> [WHAT IS BEING ASKED]
Counting only lines of the listing below that hold the word "every", give the total and nothing else.

> [SOURCE RECORDS]
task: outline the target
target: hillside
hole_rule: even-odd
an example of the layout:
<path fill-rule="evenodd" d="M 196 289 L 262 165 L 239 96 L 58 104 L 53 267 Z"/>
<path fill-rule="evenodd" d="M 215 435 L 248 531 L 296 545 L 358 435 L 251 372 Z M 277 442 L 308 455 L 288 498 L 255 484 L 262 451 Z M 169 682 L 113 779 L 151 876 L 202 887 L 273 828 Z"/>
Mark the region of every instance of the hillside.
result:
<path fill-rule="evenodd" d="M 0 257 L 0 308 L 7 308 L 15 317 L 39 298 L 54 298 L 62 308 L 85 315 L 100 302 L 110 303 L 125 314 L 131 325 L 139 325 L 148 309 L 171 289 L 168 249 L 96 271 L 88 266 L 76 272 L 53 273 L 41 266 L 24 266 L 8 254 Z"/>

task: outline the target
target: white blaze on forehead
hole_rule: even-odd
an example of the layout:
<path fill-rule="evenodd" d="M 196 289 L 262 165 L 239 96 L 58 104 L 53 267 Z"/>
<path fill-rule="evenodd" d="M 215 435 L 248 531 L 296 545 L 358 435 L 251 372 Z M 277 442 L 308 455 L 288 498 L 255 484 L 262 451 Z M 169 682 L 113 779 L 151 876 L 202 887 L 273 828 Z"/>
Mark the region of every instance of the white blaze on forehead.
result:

> [SOLUTION FOR THIS TASK]
2